Stored records
◆ ◆ ◆ ◆ ◆ ◆ ◆

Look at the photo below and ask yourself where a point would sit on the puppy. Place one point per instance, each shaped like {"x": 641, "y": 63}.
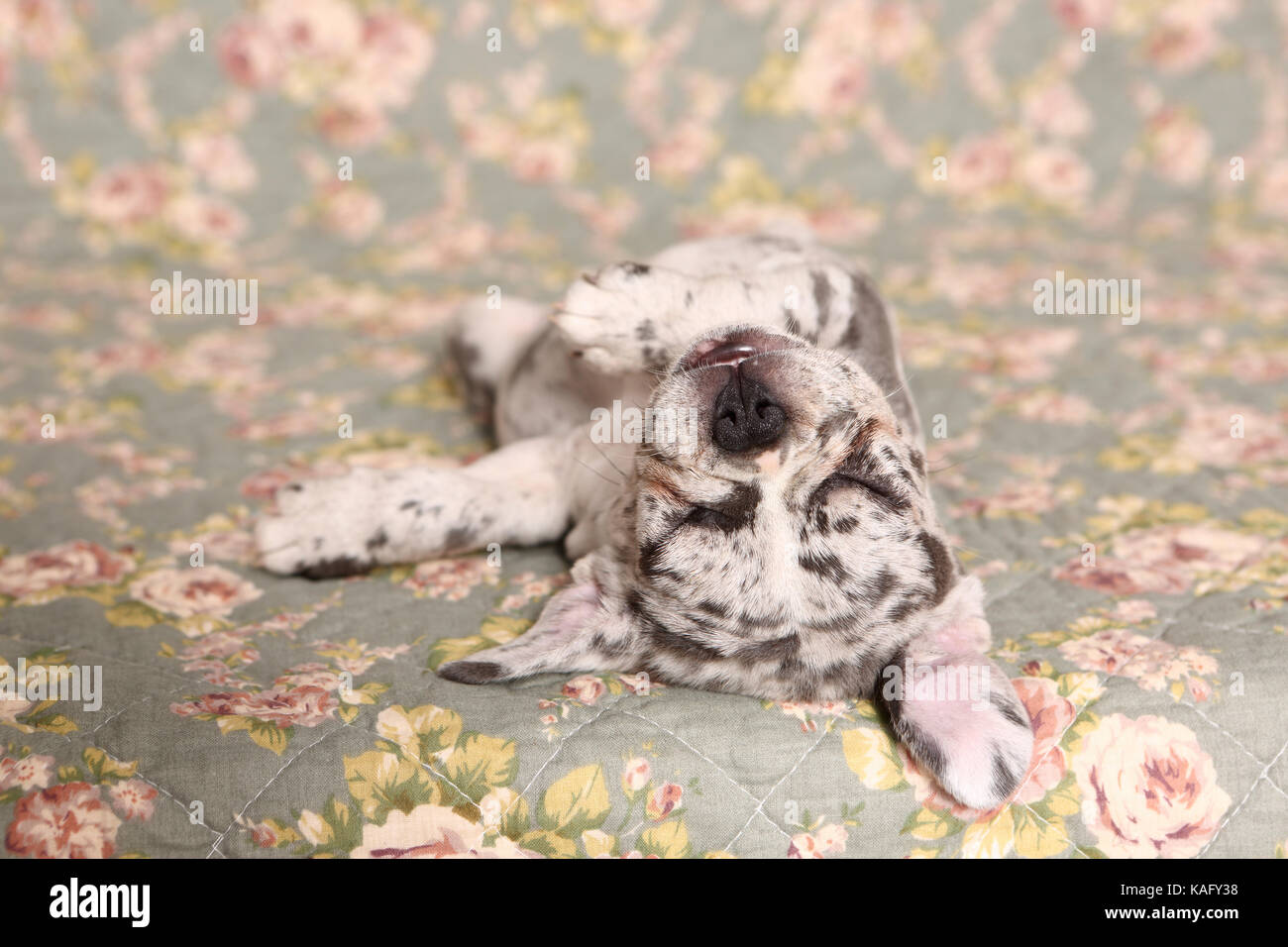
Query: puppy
{"x": 752, "y": 514}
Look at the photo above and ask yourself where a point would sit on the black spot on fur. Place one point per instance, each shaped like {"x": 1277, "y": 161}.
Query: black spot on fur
{"x": 340, "y": 567}
{"x": 732, "y": 513}
{"x": 677, "y": 644}
{"x": 879, "y": 587}
{"x": 824, "y": 565}
{"x": 1010, "y": 711}
{"x": 712, "y": 608}
{"x": 1005, "y": 781}
{"x": 790, "y": 322}
{"x": 777, "y": 650}
{"x": 471, "y": 672}
{"x": 941, "y": 569}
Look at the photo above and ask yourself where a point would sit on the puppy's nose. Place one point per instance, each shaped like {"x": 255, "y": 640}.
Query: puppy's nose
{"x": 746, "y": 415}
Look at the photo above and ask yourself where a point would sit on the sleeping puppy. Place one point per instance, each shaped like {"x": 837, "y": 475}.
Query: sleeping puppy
{"x": 751, "y": 515}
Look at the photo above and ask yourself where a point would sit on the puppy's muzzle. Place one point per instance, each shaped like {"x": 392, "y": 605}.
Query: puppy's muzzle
{"x": 746, "y": 415}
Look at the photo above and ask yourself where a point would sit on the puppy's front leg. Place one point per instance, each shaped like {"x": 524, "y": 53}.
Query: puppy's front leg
{"x": 634, "y": 316}
{"x": 523, "y": 493}
{"x": 954, "y": 710}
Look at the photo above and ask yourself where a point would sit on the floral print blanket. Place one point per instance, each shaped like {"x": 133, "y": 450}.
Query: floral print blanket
{"x": 1116, "y": 474}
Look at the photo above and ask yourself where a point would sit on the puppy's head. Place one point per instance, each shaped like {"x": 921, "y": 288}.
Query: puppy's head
{"x": 776, "y": 539}
{"x": 782, "y": 493}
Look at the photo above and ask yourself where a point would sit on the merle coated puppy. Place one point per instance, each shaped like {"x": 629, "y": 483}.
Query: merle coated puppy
{"x": 765, "y": 530}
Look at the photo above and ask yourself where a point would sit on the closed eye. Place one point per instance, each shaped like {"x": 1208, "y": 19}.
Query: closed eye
{"x": 874, "y": 483}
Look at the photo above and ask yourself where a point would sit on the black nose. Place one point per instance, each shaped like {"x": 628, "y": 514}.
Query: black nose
{"x": 746, "y": 416}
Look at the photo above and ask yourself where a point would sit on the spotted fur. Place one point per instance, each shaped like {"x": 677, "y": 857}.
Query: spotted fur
{"x": 804, "y": 570}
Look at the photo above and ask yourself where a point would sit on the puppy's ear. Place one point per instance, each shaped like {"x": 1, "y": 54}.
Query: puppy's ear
{"x": 954, "y": 709}
{"x": 584, "y": 628}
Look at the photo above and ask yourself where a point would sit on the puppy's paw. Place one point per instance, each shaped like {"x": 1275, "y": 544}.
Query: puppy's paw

◆ ◆ ◆ ◆ ◆ ◆ ◆

DIRECTIONS FOR THIS TASK »
A faithful copy of the lines from the line containing "the puppy's head." to the end of the data should be set down, both ends included, and nothing more.

EXERCISE OUTPUT »
Look at the photo above and ask yourself where a point would sit on the puppy's head. Place one point per instance, each shaped like {"x": 921, "y": 288}.
Query: puppy's head
{"x": 776, "y": 539}
{"x": 782, "y": 493}
Look at the photo above and ask yourself where a point would sit on the merle coated puppy. Place one point per instance, each shaped like {"x": 629, "y": 483}.
Query: merle coated puppy
{"x": 765, "y": 530}
Look at the photo above and ask yourself where a point would sit on the closed eye. Place one point per instance, each shaped like {"x": 1208, "y": 19}.
Query: closed eye
{"x": 874, "y": 483}
Look at the photo above and ask yourself where a point would sit on the black nose. Place one point per instance, each shaped like {"x": 628, "y": 514}.
Query: black nose
{"x": 746, "y": 416}
Look at the photo above and ask yourself where a point would sit on the spotted fur. Place one point per instance, each shaped like {"x": 677, "y": 857}.
Query: spotted fur
{"x": 804, "y": 570}
Look at the photo above and ask yourself where a point would sit on the puppy's ear. Place one point per instance, each shaped like {"x": 1, "y": 54}.
Query: puppy's ear
{"x": 954, "y": 709}
{"x": 584, "y": 628}
Look at the photo above and ask yourself where a point would sit on the puppy's paw. Place one point per instance, each shaped like {"x": 1275, "y": 544}.
Query: puppy's paw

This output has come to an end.